Please copy the records below line for line, without any change, and leave the pictures out.

──────── Available data

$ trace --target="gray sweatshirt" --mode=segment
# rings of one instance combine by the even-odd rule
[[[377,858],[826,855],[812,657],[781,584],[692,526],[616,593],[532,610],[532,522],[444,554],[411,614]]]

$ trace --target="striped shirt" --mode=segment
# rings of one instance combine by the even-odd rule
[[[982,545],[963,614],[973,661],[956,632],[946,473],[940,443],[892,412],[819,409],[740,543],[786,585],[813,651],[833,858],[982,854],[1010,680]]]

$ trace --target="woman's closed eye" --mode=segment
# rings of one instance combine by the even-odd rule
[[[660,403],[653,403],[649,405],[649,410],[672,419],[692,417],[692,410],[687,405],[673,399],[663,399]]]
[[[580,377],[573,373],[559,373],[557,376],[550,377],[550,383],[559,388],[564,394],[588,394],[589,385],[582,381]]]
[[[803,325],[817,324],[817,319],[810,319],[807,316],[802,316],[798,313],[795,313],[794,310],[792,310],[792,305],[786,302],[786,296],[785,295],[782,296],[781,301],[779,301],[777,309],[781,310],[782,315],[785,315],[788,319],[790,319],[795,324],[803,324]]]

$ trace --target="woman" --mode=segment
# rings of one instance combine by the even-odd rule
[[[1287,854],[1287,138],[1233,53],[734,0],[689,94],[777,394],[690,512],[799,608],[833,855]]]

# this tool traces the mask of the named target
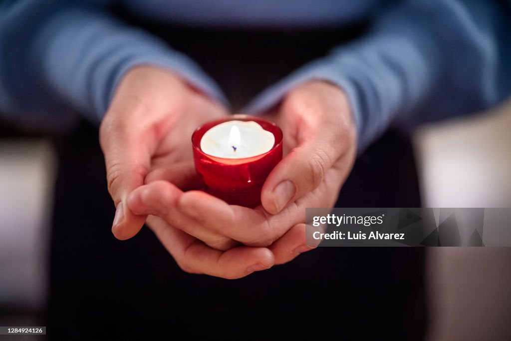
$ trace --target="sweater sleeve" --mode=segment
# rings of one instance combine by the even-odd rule
[[[84,3],[25,0],[0,5],[0,112],[50,126],[66,125],[77,112],[99,122],[121,78],[140,64],[172,70],[225,101],[218,85],[190,59],[118,20],[104,2]]]
[[[370,31],[263,92],[261,112],[313,79],[347,94],[359,152],[392,123],[405,128],[485,108],[511,90],[508,7],[488,0],[409,0],[375,18]]]

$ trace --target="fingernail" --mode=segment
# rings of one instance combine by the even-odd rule
[[[280,212],[286,207],[296,191],[296,188],[289,180],[283,181],[273,190],[273,200],[277,212]]]
[[[123,203],[119,201],[117,204],[117,209],[115,209],[115,216],[113,218],[113,223],[112,227],[114,228],[116,225],[121,222],[124,217],[124,209],[123,208]]]
[[[296,248],[294,249],[294,251],[293,251],[293,253],[297,254],[303,254],[304,252],[307,252],[307,251],[309,251],[309,250],[312,250],[313,248],[314,248],[311,247],[310,246],[308,246],[306,245],[301,245]]]
[[[266,270],[267,269],[269,269],[271,266],[267,266],[264,264],[260,263],[258,263],[256,264],[254,264],[251,266],[249,267],[247,269],[247,272],[254,272],[256,271],[262,271],[263,270]]]

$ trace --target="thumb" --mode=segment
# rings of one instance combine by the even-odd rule
[[[147,216],[133,213],[127,205],[130,193],[144,185],[149,171],[150,153],[129,125],[112,124],[105,117],[100,130],[100,142],[105,157],[108,192],[115,206],[112,233],[121,240],[136,235]],[[132,126],[133,126],[132,125]],[[136,125],[134,126],[136,126]]]
[[[311,139],[293,148],[266,179],[261,193],[263,207],[276,214],[314,190],[339,156],[336,148],[322,137]]]

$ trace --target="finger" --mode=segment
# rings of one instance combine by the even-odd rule
[[[144,184],[150,161],[150,146],[133,129],[136,124],[127,121],[121,121],[114,114],[105,117],[100,132],[108,192],[116,208],[112,232],[121,240],[136,234],[146,220],[146,216],[129,210],[126,199],[130,192]]]
[[[183,192],[175,185],[161,180],[138,187],[128,197],[128,206],[134,213],[157,216],[169,225],[220,250],[233,247],[238,242],[221,234],[202,228],[193,218],[181,213],[176,203]]]
[[[245,245],[266,246],[280,237],[275,235],[276,229],[269,223],[268,216],[263,210],[229,205],[200,191],[184,193],[177,205],[181,212],[193,217],[204,230]]]
[[[305,232],[305,223],[297,224],[268,247],[275,257],[275,264],[287,263],[316,248],[317,245],[310,246],[306,242]]]
[[[193,162],[183,162],[171,166],[157,167],[146,176],[145,183],[165,180],[174,184],[183,191],[198,189],[203,186]]]
[[[276,214],[316,188],[341,155],[342,146],[318,134],[293,148],[271,171],[261,193],[263,207]]]
[[[179,267],[188,272],[234,279],[269,268],[274,264],[273,254],[265,247],[239,246],[219,251],[161,220],[151,219],[148,222]]]

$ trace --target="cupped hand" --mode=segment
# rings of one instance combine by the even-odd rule
[[[291,92],[266,117],[282,128],[286,151],[265,183],[261,206],[248,209],[200,191],[183,193],[158,180],[175,183],[175,175],[160,172],[150,174],[148,179],[156,181],[132,193],[130,207],[199,239],[214,234],[218,239],[206,242],[223,249],[237,241],[267,247],[275,264],[311,249],[305,243],[305,208],[333,206],[355,160],[355,128],[347,98],[333,85],[311,82]]]
[[[223,106],[172,72],[139,66],[126,73],[100,129],[108,191],[117,208],[112,228],[116,237],[133,237],[146,218],[129,209],[128,195],[151,172],[176,163],[193,167],[192,133],[226,115]]]

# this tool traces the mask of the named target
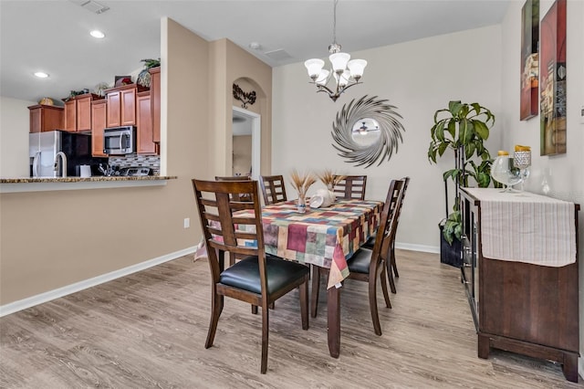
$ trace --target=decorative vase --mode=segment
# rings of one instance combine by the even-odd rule
[[[298,194],[298,200],[297,203],[298,214],[306,214],[307,212],[307,199],[304,194]]]
[[[148,68],[143,69],[138,75],[138,79],[136,79],[136,83],[144,88],[150,88],[151,82],[151,75],[148,71]]]

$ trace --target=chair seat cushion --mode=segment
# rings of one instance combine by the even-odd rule
[[[267,292],[273,293],[309,273],[309,268],[276,256],[266,257]],[[219,276],[219,282],[234,288],[261,294],[257,257],[247,257],[227,268]]]
[[[369,274],[369,266],[371,263],[373,251],[369,248],[360,248],[347,260],[349,271],[351,273]]]
[[[374,236],[372,236],[371,237],[367,239],[367,242],[365,242],[362,247],[365,247],[365,248],[370,248],[372,250],[373,247],[375,246],[375,237],[376,236],[377,236],[377,234],[375,234]]]

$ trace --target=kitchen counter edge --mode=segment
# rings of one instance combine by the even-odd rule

────────────────

* Task result:
$ trace --target="gray sweatshirt" --mode=segment
# rings of one instance combine by the even-odd rule
[[[377,858],[826,855],[812,657],[781,584],[692,526],[616,593],[532,610],[532,522],[444,554],[411,614]]]

$ trace --target="striped shirt" --mode=segment
# rings of one instance combine by the even-odd rule
[[[982,545],[963,614],[973,661],[956,632],[946,473],[940,443],[892,412],[819,409],[740,543],[786,585],[813,651],[833,858],[982,854],[1010,680]]]

$ trace --target="woman's closed eye" --mode=segment
# rings of one instance combine by the even-odd rule
[[[660,403],[653,403],[649,405],[649,410],[672,419],[692,417],[692,410],[687,405],[673,399],[663,399]]]
[[[580,377],[573,373],[559,373],[557,376],[550,377],[550,383],[559,388],[564,394],[588,394],[589,385],[582,381]]]
[[[803,325],[817,324],[817,319],[810,319],[807,316],[802,316],[798,313],[795,313],[794,310],[792,310],[792,305],[786,302],[786,296],[785,295],[782,296],[781,301],[779,301],[777,309],[781,310],[782,315],[785,315],[788,319],[790,319],[795,324],[803,324]]]

$ trace --target="woman" --mode=segment
# rings of one instance combine by the even-odd rule
[[[1287,854],[1287,138],[1233,53],[734,0],[689,94],[777,394],[690,512],[799,608],[833,855]]]

# this tool traces the mask of the named target
$ trace --target="sweater sleeve" --mode=segment
# rings of one instance combine by the even-odd rule
[[[84,3],[25,0],[0,5],[0,112],[50,126],[66,125],[77,112],[99,122],[121,78],[140,64],[172,70],[225,101],[218,85],[190,59],[118,20],[104,2]]]
[[[370,31],[263,92],[261,112],[313,79],[347,94],[359,152],[392,123],[405,128],[485,108],[511,90],[508,7],[488,0],[409,0],[375,18]]]

$ trace --target="fingernail" --mode=segment
# rings of one instance combine by the even-odd rule
[[[280,212],[286,207],[296,191],[296,188],[289,180],[283,181],[273,190],[273,200],[277,212]]]
[[[123,203],[119,201],[117,204],[117,209],[115,209],[115,216],[113,218],[113,223],[112,227],[114,228],[116,225],[121,222],[124,217],[124,209],[123,208]]]
[[[296,248],[294,249],[294,251],[293,251],[293,253],[297,254],[303,254],[304,252],[307,252],[307,251],[309,251],[309,250],[312,250],[313,248],[314,248],[311,247],[310,246],[308,246],[306,245],[301,245]]]
[[[266,270],[267,269],[269,269],[271,266],[267,266],[264,264],[260,263],[258,263],[256,264],[254,264],[251,266],[249,267],[247,269],[247,272],[254,272],[256,271],[262,271],[263,270]]]

$ trace --target="thumb" --mode=segment
# rings of one instance combine by the even-odd rule
[[[147,216],[133,213],[127,205],[130,193],[144,185],[149,171],[150,153],[129,125],[112,124],[105,117],[100,130],[100,142],[105,157],[108,192],[115,206],[112,233],[121,240],[136,235]],[[132,126],[133,126],[132,125]],[[136,125],[134,126],[136,126]]]
[[[311,139],[293,148],[266,179],[261,193],[263,207],[276,214],[314,190],[339,156],[336,148],[322,137]]]

$ trace --target="finger" --mode=segment
# rings of one instance combine by the even-odd rule
[[[144,184],[150,161],[150,146],[133,129],[136,124],[127,121],[121,121],[114,114],[105,117],[100,132],[108,192],[116,208],[112,232],[121,240],[136,234],[146,220],[146,216],[129,210],[126,199],[130,192]]]
[[[183,192],[175,185],[161,180],[138,187],[128,197],[128,206],[134,213],[157,216],[169,225],[220,250],[233,247],[238,242],[221,234],[202,228],[193,218],[181,213],[176,203]]]
[[[245,245],[266,246],[280,237],[275,235],[276,229],[269,223],[268,216],[263,210],[229,205],[200,191],[184,193],[177,205],[181,212],[193,217],[204,230]]]
[[[305,232],[305,223],[297,224],[268,247],[275,257],[275,264],[287,263],[316,248],[317,245],[310,246],[306,242]]]
[[[193,162],[183,162],[171,166],[157,167],[146,176],[145,183],[165,180],[174,184],[183,191],[198,189],[203,186]]]
[[[276,214],[316,188],[341,155],[342,146],[318,134],[293,148],[271,171],[261,193],[263,207]]]
[[[179,267],[188,272],[234,279],[269,268],[274,264],[273,254],[265,247],[239,246],[219,251],[161,220],[151,219],[148,222]]]

$ trace --target="cupped hand" --mode=segment
# rings of one instance combine by the even-odd rule
[[[291,92],[266,117],[282,128],[286,151],[265,183],[261,206],[248,209],[200,191],[183,193],[158,180],[175,183],[175,175],[160,172],[150,174],[148,179],[156,181],[132,193],[130,207],[199,239],[214,234],[218,239],[206,242],[223,249],[237,241],[267,247],[275,264],[311,249],[305,243],[305,208],[333,206],[355,160],[355,128],[347,98],[333,85],[311,82]]]
[[[223,106],[172,72],[139,66],[126,73],[100,129],[108,191],[117,208],[112,228],[116,237],[133,237],[146,218],[129,209],[128,195],[151,172],[176,163],[193,167],[192,133],[226,115]]]

# this tool traces the mask of the named target
$ trace --target=decorative vase --mode=segment
# rings of one instance combine by the even-odd rule
[[[298,194],[298,200],[297,203],[298,214],[306,214],[307,212],[307,199],[304,194]]]
[[[148,68],[143,69],[138,75],[138,79],[136,79],[136,83],[144,88],[150,88],[151,82],[151,75],[148,71]]]

$ trace --target=chair seat cushion --mode=segment
# rings of one instance combine by the even-odd rule
[[[267,292],[273,293],[309,273],[309,268],[276,256],[266,257]],[[219,276],[219,282],[234,288],[261,294],[257,257],[247,257],[227,268]]]
[[[369,274],[369,266],[371,263],[373,251],[369,248],[360,248],[347,260],[349,271],[351,273]]]
[[[374,236],[372,236],[371,237],[367,239],[367,242],[365,242],[362,247],[365,247],[365,248],[370,248],[372,250],[373,247],[375,246],[375,237],[376,236],[377,236],[377,234],[375,234]]]

$ trace --target=kitchen counter edge --mode=segment
# rings of one instance combine by the even-odd rule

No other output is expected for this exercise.